WORK TO BE COMPLETED:
According to the article on young people's sexual and reproductive health, which organization will lead the ACCESS Consortium?

EXTRACT PROVIDED:
________
Improving young people’s sexual and reproductive health in low-income settings

The London School of Hygiene & Tropical Medicine is to play a leading role in a new UK Government funded consortium that aims to boost global sexual and reproductive health and rights (SRHR).
SRHR Uganda. Image Credit: Daniel McCartney/IPPF

Contraception and safe abortion care services, HIV/STI prevention, treatment and care, and comprehensive sexuality education are extremely poor for marginalised groups in many parts of the world. Announced by the UK Department for International Development, Approaches in Complex and Challenging Environments for Sustainable SRHR (ACCESS) Consortium seeks to create innovative solutions to ensure that groups such as young people, disabled people and refugees are not left behind.

The Consortium will be led by the International Planned Parenthood Federation (IPPF) and was selected within the UK Aid Connect programme. Frontline AIDS, the Women’s Refugee Commission, the Open University and Internews will bring a range of expertise that will generate sustainable, scalable, rights-based approaches to deliver comprehensive SRHR to all.

Despite progress there remain multiple complex and interconnected barriers that impede universal access to SRHR. Access to rights-based services, such as contraception and comprehensive sexuality education, is often compromised or denied, and barriers to achieving SRHR, including sexual and gender-based violence (SGBV), may disproportionately affect marginalised groups

LSHTM’s role in the Consortium will be led by the Dialogue, Evidence, Participation & Translation for Health (DEPTH) research team in collaboration with academic staff from across the institution.

Professor Cicely Marston, ACCESS Principal Investigator at LSHTM, said: “We are delighted to be a part of this important collaboration. Certain groups are often left behind, particularly in complex and challenging environments such as humanitarian settings. Policy barriers, lack of understanding about the needs and preferences of marginalised groups, and ineffective interventions all contribute to inadequate sexual and reproductive health and rights.

“We will take a participatory approach, using the latest methodologies to work with partners and beneficiaries to develop and test the effectiveness of a range of interventions, generate new evidence and make recommendations that will improve people’s health and wellbeing.”

IPPF and LSHTM have a long-established history of collaboration based on the need to turn research into action. The two organisations worked on the five-year programme Integra Initiative, funded by the Bill & Melinda Gates Foundation to analyse the potential benefits, effectiveness and challenges of integrating HIV and sexual and reproductive health services in Africa.

IPPF Director General, Dr Alvaro Bermejo welcomed the partnership. He said: “We bring distinct areas of expertise and are united by a shared commitment to improving the lives of the most marginalised populations. We critically need to work together to develop new and innovative approaches for bringing sexual and reproductive health and rights for those most in need.”
________
AVAILABLE DATA:
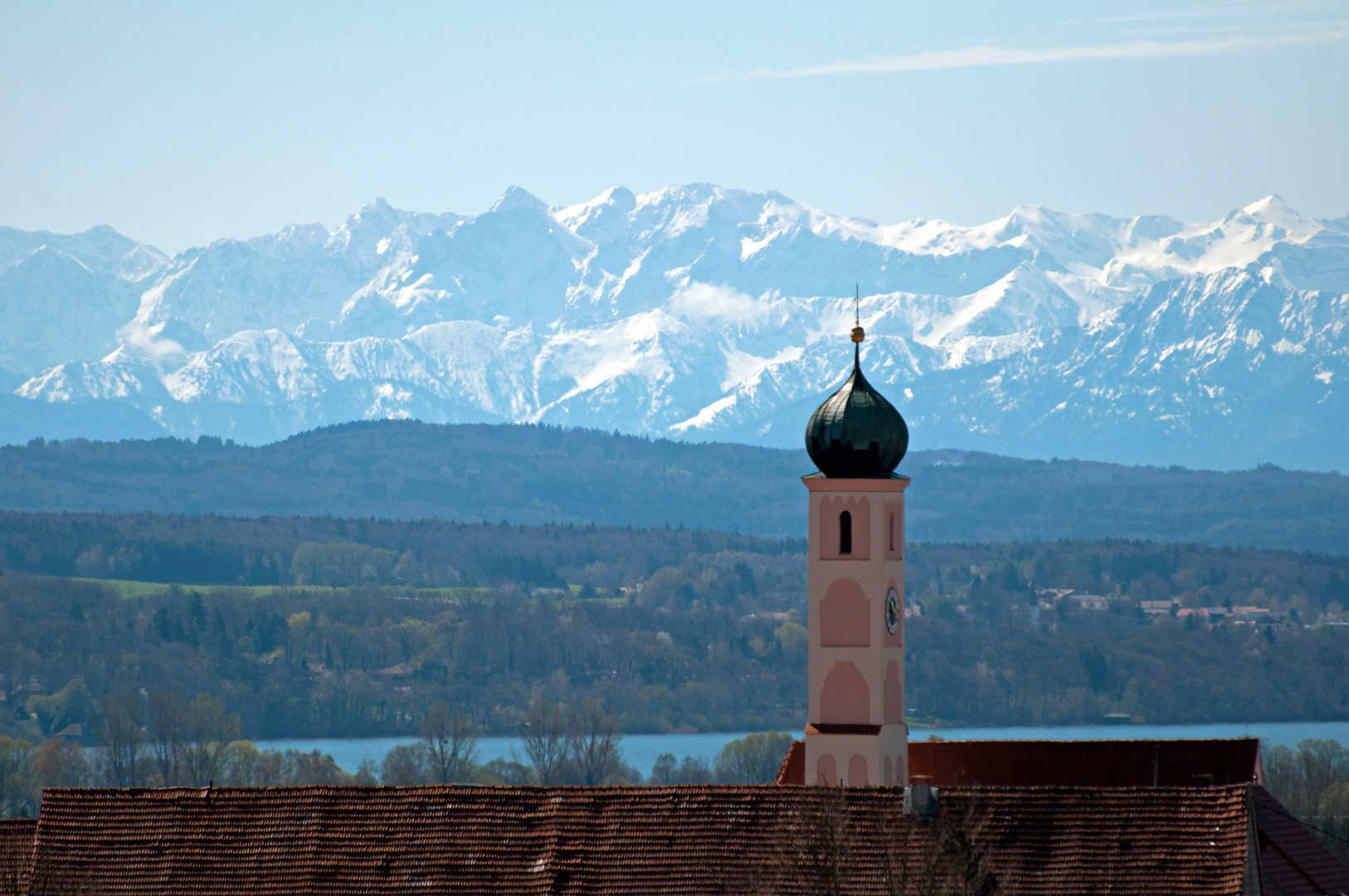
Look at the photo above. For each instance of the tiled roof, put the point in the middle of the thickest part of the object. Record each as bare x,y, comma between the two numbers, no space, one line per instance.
1291,859
15,853
660,840
1088,762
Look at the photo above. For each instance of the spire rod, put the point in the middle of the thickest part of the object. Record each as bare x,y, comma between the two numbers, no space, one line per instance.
858,334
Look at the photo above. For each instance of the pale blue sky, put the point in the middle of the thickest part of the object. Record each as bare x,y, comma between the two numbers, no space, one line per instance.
180,123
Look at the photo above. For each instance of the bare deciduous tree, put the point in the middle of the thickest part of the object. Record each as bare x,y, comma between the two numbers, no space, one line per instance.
123,738
545,740
168,732
211,732
592,741
450,743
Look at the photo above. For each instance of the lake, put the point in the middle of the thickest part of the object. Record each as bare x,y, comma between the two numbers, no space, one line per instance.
640,751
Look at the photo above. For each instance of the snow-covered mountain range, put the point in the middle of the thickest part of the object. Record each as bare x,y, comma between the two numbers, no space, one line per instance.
700,312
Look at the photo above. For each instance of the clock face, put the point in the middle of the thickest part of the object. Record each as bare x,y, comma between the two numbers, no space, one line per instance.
892,611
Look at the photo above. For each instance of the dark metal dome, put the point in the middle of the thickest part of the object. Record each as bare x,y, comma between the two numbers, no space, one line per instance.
855,433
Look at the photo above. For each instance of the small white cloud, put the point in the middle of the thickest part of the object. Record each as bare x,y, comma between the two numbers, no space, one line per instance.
709,303
988,54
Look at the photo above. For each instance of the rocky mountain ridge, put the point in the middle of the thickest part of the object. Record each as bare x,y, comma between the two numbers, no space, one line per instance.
706,314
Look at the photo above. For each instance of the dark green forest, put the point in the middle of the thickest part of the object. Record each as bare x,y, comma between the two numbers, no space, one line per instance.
211,549
674,631
525,474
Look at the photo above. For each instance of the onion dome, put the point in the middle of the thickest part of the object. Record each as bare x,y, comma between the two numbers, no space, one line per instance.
857,433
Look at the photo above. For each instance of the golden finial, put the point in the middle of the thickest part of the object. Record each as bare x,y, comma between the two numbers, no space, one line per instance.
858,334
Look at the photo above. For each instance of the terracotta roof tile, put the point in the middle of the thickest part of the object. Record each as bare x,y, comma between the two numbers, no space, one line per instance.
1291,859
1088,762
620,841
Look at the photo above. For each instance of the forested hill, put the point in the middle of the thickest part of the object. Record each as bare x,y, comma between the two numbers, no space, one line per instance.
525,474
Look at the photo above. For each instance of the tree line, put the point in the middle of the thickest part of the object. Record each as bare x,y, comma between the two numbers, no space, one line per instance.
163,740
538,474
711,641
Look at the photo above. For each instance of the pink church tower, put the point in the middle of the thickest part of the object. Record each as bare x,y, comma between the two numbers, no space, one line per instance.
855,579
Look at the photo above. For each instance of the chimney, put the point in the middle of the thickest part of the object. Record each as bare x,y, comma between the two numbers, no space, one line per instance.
920,798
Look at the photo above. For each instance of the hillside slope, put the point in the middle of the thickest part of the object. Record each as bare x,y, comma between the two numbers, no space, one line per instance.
545,474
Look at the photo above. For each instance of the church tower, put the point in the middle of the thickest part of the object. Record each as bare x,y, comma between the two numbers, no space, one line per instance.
855,579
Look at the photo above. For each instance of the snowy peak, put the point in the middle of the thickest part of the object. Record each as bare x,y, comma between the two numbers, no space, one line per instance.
704,312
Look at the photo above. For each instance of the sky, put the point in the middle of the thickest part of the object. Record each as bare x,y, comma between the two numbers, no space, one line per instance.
183,123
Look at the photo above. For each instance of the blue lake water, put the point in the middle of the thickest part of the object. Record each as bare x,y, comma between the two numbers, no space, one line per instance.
640,751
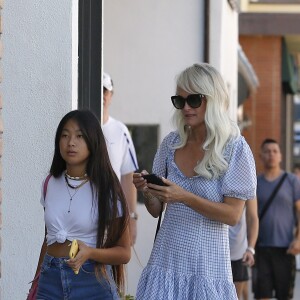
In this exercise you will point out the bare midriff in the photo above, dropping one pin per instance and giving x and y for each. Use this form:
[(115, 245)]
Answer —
[(59, 249)]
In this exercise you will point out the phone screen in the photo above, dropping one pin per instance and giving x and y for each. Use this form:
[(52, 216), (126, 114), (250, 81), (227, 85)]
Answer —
[(153, 178)]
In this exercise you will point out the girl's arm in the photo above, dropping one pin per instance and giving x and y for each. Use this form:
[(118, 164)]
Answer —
[(41, 258)]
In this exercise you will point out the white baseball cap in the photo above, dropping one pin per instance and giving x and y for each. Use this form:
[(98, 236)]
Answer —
[(107, 82)]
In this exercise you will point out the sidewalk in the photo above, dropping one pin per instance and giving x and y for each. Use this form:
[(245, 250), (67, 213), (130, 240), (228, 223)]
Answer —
[(296, 290)]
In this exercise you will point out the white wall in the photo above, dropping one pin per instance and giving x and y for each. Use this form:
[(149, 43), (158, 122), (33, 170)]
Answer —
[(146, 44), (37, 92)]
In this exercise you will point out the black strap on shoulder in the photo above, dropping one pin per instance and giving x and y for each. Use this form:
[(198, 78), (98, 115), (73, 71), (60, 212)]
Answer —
[(161, 210), (265, 208)]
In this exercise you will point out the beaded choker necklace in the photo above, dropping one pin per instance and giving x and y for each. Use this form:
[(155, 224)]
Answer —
[(75, 186)]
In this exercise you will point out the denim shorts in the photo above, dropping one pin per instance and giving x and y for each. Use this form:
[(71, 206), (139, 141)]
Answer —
[(59, 282)]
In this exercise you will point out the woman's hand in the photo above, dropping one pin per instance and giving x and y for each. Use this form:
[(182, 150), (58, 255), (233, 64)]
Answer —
[(168, 194), (81, 257)]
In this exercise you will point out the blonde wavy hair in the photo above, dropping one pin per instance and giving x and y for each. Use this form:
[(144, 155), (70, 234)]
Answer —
[(205, 79)]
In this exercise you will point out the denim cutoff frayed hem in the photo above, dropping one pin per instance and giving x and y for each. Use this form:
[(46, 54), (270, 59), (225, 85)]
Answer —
[(59, 282)]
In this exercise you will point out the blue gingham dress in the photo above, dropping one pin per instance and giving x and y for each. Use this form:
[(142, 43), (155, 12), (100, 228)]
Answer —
[(190, 259)]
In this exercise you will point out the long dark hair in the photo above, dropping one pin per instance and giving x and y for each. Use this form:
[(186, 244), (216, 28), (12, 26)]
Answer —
[(103, 180)]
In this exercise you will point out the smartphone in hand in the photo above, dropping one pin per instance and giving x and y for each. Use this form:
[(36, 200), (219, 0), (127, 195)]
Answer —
[(154, 179)]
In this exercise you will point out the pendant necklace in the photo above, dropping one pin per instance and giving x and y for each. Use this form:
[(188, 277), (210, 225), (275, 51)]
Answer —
[(76, 188)]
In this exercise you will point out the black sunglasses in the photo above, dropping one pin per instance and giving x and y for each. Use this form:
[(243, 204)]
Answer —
[(194, 101)]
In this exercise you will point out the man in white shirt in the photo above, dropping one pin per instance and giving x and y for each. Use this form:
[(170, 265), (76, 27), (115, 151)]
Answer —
[(121, 153)]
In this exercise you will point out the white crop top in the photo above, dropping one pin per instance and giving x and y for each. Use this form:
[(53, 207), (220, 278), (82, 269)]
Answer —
[(82, 220)]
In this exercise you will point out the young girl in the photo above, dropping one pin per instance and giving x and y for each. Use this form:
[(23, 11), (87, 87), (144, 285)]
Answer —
[(84, 201)]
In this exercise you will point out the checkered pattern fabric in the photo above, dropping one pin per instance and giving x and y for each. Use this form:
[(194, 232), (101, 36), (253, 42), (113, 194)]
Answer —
[(191, 258)]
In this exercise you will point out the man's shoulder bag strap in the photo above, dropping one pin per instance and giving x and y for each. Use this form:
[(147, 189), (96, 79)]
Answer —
[(265, 208)]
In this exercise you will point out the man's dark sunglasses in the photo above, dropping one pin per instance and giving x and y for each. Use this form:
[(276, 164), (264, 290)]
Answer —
[(194, 101)]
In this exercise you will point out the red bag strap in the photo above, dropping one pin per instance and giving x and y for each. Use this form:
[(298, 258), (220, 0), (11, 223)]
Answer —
[(46, 185)]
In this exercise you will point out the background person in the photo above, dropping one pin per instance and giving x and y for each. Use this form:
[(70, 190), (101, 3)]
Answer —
[(242, 239), (210, 173), (84, 201), (278, 241), (121, 153)]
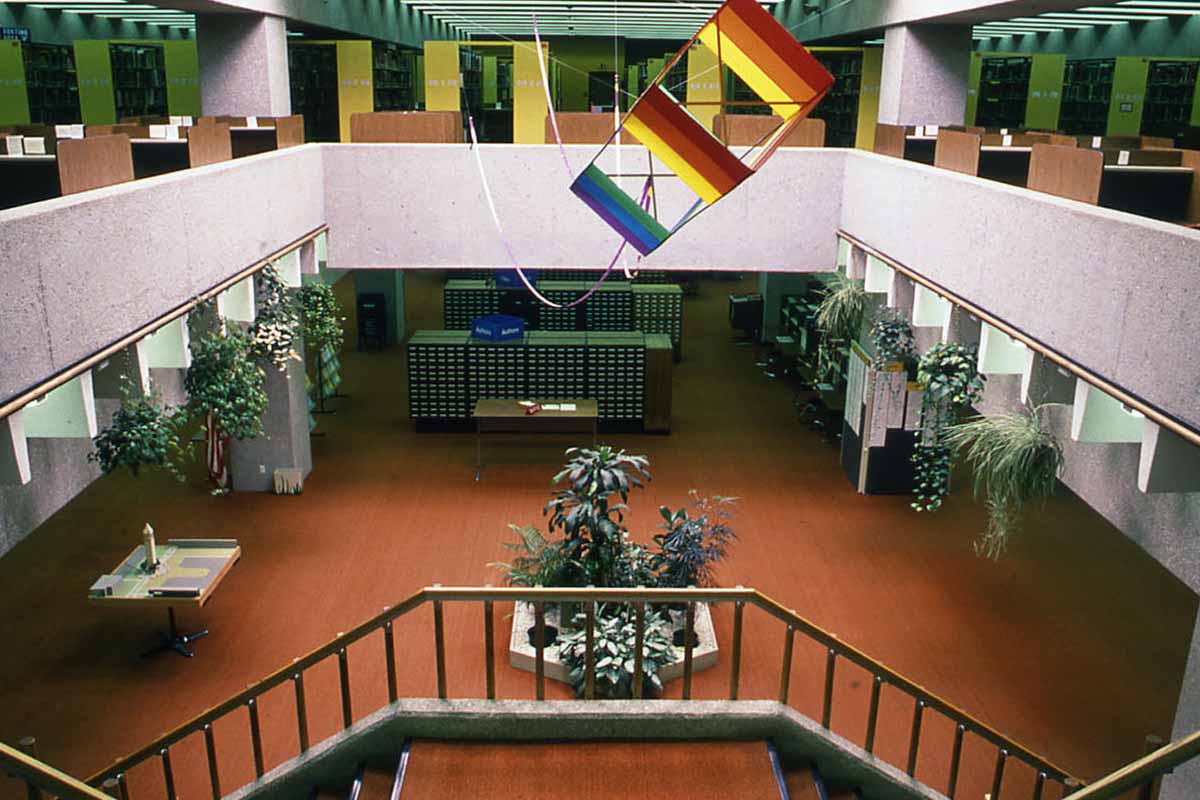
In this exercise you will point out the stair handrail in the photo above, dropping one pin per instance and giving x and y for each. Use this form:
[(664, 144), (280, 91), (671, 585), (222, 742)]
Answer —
[(1143, 771), (437, 595), (40, 776)]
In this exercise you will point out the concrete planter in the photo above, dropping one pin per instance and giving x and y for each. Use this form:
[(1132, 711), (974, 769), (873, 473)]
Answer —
[(523, 655)]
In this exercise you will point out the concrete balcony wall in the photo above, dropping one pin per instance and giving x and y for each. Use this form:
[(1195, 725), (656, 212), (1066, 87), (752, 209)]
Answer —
[(424, 205), (82, 271), (1114, 292)]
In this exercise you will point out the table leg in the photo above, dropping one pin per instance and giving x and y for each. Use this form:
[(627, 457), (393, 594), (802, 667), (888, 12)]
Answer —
[(174, 639)]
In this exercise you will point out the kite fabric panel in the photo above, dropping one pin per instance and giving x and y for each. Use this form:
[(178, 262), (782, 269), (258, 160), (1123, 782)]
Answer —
[(749, 41), (766, 56)]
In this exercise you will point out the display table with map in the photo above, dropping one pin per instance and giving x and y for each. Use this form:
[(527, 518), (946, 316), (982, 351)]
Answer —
[(189, 572)]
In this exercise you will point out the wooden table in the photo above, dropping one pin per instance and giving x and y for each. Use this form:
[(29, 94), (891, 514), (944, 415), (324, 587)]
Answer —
[(189, 572), (509, 416)]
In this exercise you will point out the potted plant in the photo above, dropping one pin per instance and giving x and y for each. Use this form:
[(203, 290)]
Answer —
[(949, 385), (225, 388), (1017, 461), (839, 316), (142, 435), (276, 322), (615, 647)]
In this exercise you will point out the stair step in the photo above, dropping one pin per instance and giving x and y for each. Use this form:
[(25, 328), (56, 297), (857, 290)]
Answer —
[(377, 783), (587, 770), (801, 785)]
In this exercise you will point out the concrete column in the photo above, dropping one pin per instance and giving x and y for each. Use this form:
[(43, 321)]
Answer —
[(925, 74), (285, 441), (244, 65)]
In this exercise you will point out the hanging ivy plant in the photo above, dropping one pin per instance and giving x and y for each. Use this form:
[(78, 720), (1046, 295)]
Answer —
[(892, 337), (1017, 461), (273, 335), (840, 313), (142, 435), (322, 316), (225, 385), (949, 385)]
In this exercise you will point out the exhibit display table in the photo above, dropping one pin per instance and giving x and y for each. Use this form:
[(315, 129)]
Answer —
[(510, 416), (189, 572)]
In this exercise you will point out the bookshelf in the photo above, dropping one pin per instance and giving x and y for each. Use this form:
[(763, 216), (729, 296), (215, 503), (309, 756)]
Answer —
[(1086, 94), (1003, 91), (139, 79), (1170, 95), (839, 108), (313, 72), (393, 70), (52, 84)]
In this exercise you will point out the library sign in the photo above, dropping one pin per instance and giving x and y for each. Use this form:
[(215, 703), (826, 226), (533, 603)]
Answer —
[(13, 31)]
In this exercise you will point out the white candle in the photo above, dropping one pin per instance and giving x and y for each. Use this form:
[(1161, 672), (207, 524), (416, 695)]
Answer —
[(151, 554)]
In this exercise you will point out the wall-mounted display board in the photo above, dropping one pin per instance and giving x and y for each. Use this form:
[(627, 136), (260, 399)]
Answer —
[(138, 65), (1171, 102), (394, 71), (1086, 91), (1003, 91), (139, 79)]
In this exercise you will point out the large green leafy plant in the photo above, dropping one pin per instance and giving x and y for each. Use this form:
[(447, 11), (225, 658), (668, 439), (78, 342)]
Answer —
[(1017, 461), (949, 385), (589, 510), (225, 389), (142, 435), (839, 316), (276, 322), (694, 541), (321, 314), (615, 648)]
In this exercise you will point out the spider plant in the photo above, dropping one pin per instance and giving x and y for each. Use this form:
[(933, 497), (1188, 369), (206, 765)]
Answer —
[(1015, 459)]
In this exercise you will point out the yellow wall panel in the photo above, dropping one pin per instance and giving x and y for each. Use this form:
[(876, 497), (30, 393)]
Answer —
[(528, 94), (442, 77), (355, 89), (703, 84), (13, 96)]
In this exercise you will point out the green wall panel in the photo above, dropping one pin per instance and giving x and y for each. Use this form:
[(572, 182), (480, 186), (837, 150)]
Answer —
[(13, 97), (1128, 92), (95, 73), (1045, 92)]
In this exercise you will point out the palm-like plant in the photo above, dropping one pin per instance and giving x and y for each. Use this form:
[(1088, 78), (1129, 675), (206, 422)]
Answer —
[(593, 527), (1017, 461)]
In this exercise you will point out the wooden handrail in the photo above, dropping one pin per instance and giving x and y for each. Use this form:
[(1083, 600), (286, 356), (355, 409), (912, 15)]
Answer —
[(23, 398), (1143, 770), (1150, 411), (438, 595), (46, 777)]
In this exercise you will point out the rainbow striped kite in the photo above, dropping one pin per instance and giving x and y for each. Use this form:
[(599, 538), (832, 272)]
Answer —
[(755, 47)]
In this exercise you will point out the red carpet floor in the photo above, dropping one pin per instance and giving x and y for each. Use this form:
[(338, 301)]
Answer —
[(1074, 643)]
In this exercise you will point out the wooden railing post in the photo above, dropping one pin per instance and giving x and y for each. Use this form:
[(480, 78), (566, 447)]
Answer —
[(589, 650), (639, 643), (736, 656), (490, 648)]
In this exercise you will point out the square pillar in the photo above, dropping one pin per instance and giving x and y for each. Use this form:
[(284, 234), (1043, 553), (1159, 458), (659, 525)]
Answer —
[(925, 74), (244, 65)]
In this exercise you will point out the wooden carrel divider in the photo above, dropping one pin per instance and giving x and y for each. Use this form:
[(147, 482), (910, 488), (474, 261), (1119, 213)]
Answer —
[(747, 130), (585, 127), (1072, 173), (958, 151), (95, 162), (436, 127), (889, 139), (209, 144)]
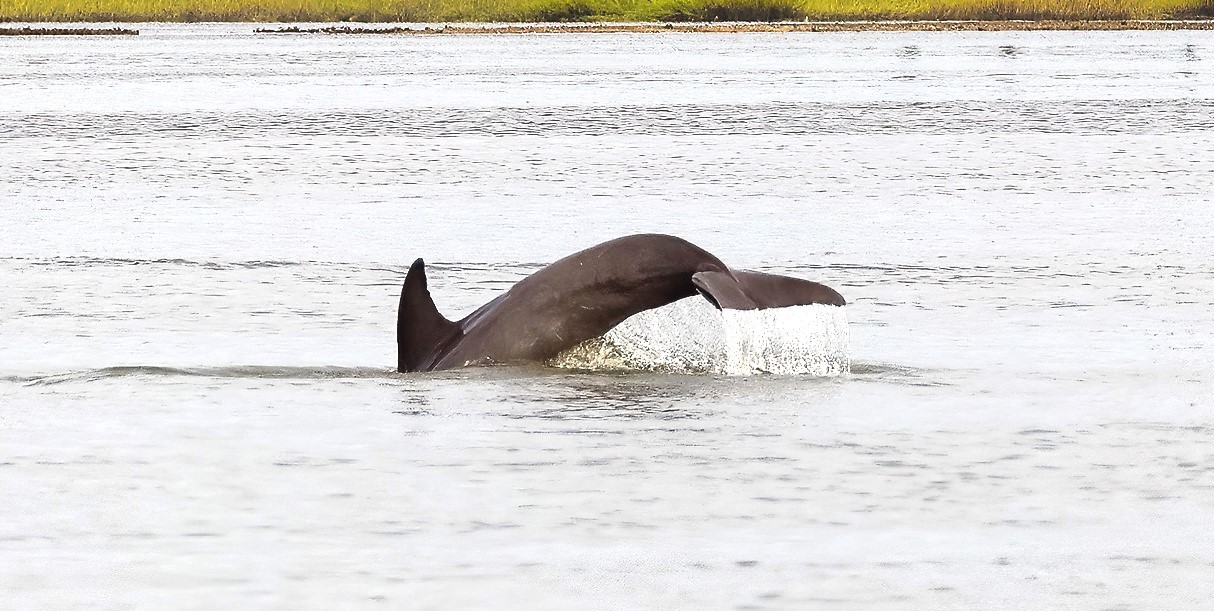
________
ANSWER AREA:
The International Planned Parenthood Federation (IPPF).